- [TEXT BLOCK]:
--------------------------------

Here is the ISPC code:
// Update the frequencies performing n *= exp(w * growth_factor) on count
elements
export uniform double update_frequencies_sum_n(
uniform uint len,
uniform double n_arr[],
uniform const double w_arr[],
uniform double growth_factor
) {
double sum_n = 0;
foreach (i = 0 ... len) {
double temp = w_arr[i] * growth_factor;
temp = exp(temp);
n_arr[i] *= temp;
sum_n += n_arr[i];
}
return reduce_add(sum_n);
}
/// Normalize n to sum of 1 and sum w weighted by n
export uniform double renormalize_n_weighted_sum_w(
uniform uint len,
uniform double n_arr[],
uniform const double w_arr[],
uniform double sum_n
) {
double sum_w = 0;
foreach (i = 0 ... len) {
n_arr[i] /= sum_n;
sum_w += n_arr[i] * w_arr[i];
}
return reduce_add(sum_w);
}
Both this and the original kernels with SLEEF + intrinsics were using AVX2
(i64x4 settings for ISPC/SLEEF). The original kernels included a scalar
peel loop for alignment, a pure vector loop, and a scalar remainder loop to
process extra elements.

--------------------------------

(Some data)
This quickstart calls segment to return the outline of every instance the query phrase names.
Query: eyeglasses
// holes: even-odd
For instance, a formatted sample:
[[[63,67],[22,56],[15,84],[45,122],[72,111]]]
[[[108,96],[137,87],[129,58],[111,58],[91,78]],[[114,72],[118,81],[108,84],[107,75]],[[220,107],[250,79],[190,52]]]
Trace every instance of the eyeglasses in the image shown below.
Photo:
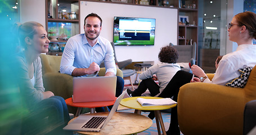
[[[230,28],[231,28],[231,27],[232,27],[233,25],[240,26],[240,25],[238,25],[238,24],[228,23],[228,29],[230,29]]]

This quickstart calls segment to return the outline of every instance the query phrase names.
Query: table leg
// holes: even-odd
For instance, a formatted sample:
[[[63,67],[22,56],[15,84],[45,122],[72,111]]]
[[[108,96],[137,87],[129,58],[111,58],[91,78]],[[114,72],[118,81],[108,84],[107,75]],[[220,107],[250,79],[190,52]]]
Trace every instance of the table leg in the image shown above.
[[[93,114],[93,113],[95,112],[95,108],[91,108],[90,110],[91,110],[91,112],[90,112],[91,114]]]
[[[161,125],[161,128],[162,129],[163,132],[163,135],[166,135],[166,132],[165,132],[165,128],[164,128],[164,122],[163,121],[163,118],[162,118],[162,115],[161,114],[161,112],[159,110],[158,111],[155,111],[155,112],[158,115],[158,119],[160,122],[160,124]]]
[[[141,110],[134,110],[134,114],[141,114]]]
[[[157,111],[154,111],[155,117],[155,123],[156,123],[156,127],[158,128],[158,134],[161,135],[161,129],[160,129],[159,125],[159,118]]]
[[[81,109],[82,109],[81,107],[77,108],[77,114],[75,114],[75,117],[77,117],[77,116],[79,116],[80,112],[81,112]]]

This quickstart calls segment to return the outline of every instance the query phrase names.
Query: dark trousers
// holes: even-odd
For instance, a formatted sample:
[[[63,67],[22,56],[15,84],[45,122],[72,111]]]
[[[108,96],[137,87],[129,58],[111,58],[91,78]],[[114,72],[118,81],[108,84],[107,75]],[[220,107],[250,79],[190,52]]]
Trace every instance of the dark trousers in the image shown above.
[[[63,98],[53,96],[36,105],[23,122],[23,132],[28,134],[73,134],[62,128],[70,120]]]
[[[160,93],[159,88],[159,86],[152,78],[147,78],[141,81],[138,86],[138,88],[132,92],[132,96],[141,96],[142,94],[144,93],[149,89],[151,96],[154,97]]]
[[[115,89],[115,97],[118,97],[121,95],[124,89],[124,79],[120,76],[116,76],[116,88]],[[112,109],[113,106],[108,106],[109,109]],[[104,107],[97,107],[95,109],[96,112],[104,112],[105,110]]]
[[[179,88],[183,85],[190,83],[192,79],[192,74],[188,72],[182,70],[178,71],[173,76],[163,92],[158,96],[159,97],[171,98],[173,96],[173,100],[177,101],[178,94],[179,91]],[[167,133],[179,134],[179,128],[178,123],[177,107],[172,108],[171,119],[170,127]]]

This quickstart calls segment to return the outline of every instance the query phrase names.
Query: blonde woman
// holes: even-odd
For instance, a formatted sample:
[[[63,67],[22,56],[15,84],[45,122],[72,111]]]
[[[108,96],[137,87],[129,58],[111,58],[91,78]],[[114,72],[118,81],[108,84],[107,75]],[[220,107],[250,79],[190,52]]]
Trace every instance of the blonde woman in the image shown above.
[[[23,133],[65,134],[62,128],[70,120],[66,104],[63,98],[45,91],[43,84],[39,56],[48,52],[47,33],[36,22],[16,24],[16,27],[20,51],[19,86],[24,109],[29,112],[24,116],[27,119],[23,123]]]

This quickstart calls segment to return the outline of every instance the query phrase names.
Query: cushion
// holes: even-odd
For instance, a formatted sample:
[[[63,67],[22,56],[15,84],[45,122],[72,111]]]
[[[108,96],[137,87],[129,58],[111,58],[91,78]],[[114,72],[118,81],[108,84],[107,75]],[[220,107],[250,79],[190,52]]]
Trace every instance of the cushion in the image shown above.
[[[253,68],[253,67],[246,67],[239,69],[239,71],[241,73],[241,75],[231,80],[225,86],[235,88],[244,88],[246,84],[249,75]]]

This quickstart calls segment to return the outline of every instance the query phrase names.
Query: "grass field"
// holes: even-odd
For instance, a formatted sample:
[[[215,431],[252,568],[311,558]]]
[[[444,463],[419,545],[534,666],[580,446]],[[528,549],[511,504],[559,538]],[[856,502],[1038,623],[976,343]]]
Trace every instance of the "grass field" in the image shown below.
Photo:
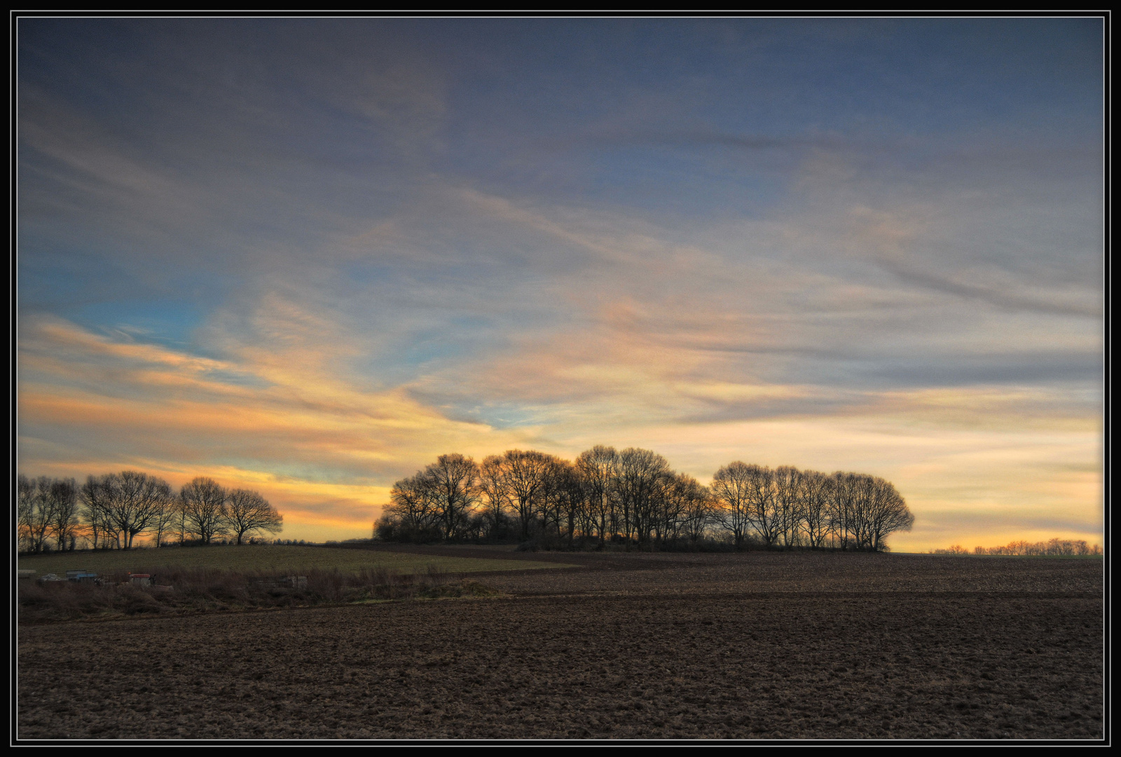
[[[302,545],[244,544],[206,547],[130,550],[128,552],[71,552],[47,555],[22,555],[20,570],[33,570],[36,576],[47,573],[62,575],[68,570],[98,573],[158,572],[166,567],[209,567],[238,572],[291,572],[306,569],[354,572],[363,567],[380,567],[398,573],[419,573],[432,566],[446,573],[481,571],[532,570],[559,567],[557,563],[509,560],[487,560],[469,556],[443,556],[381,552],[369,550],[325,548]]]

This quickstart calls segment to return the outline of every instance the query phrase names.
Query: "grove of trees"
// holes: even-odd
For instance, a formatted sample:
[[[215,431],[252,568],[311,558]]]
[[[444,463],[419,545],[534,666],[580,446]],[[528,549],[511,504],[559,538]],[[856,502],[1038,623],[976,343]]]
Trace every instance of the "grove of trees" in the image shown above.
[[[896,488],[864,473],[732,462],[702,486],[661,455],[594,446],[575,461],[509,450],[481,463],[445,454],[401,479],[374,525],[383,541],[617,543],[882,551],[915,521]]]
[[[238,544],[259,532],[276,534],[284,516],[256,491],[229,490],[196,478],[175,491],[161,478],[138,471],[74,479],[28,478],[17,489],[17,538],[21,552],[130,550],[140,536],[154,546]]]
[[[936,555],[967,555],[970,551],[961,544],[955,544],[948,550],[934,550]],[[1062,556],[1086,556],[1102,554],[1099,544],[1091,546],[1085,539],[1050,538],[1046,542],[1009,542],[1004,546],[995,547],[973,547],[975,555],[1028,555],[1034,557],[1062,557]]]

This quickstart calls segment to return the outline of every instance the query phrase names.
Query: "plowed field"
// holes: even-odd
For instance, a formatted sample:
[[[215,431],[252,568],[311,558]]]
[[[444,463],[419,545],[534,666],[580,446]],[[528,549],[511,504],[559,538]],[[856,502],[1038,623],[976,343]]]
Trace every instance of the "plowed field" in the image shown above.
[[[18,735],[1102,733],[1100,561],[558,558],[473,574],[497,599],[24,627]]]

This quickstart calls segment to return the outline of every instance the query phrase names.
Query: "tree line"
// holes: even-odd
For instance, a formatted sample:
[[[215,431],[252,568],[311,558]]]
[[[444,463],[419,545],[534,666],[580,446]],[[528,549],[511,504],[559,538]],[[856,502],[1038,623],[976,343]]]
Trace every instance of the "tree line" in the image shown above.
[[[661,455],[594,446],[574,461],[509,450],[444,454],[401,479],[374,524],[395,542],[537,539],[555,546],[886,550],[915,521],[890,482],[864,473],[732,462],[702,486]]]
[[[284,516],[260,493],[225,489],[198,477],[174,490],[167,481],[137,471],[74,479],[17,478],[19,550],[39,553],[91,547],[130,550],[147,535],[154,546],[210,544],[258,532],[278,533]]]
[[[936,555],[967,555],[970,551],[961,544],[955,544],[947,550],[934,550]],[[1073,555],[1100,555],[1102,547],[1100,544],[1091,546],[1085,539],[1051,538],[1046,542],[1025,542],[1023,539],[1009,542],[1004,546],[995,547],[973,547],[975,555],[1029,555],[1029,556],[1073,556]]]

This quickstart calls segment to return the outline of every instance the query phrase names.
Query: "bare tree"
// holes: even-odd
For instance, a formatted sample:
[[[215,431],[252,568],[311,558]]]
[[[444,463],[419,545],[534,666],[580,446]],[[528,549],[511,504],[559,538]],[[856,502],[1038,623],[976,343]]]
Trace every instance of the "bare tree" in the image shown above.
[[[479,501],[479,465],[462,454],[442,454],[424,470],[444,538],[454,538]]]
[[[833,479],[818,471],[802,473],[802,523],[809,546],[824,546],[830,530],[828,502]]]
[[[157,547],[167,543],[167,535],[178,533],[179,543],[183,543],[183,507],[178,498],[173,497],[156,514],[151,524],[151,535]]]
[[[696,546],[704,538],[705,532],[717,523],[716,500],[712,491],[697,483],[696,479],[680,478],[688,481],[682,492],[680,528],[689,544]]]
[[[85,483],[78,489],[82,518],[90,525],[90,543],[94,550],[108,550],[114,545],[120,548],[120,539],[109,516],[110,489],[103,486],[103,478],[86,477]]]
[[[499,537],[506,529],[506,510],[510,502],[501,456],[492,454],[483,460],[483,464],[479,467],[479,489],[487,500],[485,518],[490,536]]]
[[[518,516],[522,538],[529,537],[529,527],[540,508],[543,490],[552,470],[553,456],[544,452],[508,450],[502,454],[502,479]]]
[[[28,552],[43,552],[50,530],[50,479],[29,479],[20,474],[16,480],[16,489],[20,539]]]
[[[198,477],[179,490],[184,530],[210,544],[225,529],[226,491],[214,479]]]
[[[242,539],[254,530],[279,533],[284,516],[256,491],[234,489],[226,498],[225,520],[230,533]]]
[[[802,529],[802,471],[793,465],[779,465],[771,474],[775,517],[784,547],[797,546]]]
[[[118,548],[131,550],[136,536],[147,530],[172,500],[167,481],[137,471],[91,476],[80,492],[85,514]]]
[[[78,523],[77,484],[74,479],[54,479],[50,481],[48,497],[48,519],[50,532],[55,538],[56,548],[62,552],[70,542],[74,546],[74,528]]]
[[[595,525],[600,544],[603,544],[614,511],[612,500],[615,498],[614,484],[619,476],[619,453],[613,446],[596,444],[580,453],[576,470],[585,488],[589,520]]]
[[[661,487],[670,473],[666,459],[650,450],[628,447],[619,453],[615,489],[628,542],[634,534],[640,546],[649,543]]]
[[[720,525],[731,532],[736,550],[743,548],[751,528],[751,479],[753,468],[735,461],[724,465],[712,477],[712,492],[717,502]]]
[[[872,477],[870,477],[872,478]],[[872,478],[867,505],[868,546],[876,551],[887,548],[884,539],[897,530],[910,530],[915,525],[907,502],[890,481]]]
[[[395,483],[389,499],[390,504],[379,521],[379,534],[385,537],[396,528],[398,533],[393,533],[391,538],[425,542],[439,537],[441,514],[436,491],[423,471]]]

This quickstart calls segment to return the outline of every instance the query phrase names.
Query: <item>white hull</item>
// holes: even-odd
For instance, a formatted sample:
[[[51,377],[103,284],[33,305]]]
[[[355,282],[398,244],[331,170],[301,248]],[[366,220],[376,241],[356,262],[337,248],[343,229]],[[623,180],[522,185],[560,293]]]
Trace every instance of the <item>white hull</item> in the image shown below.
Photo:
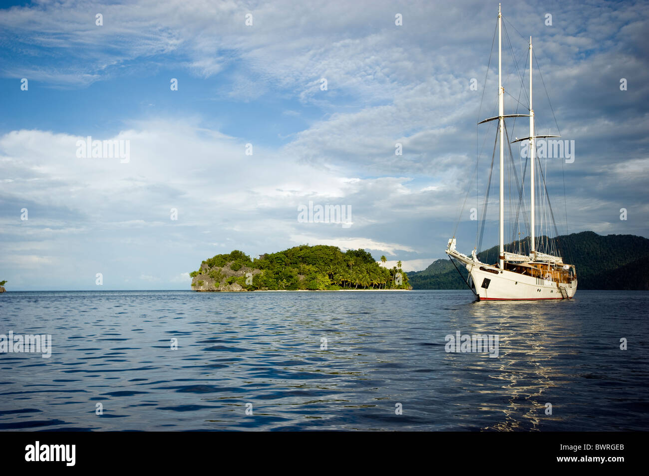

--------------------------------

- [TASK REQUIREMENTS]: How would the passage on the ISPC kernels go on from its final sentence? Write the next part.

- [RIGHT ANSWER]:
I noticed that the performance difference was much milder if using floats
instead of doubles for the data being processed (~1.2s original kernel
switched to floats, ~2s ISPC) but the higher precision is needed here and
the performance is still much worse with the ISPC code.
Is there some performance optimization I'm missing with this ISPC code?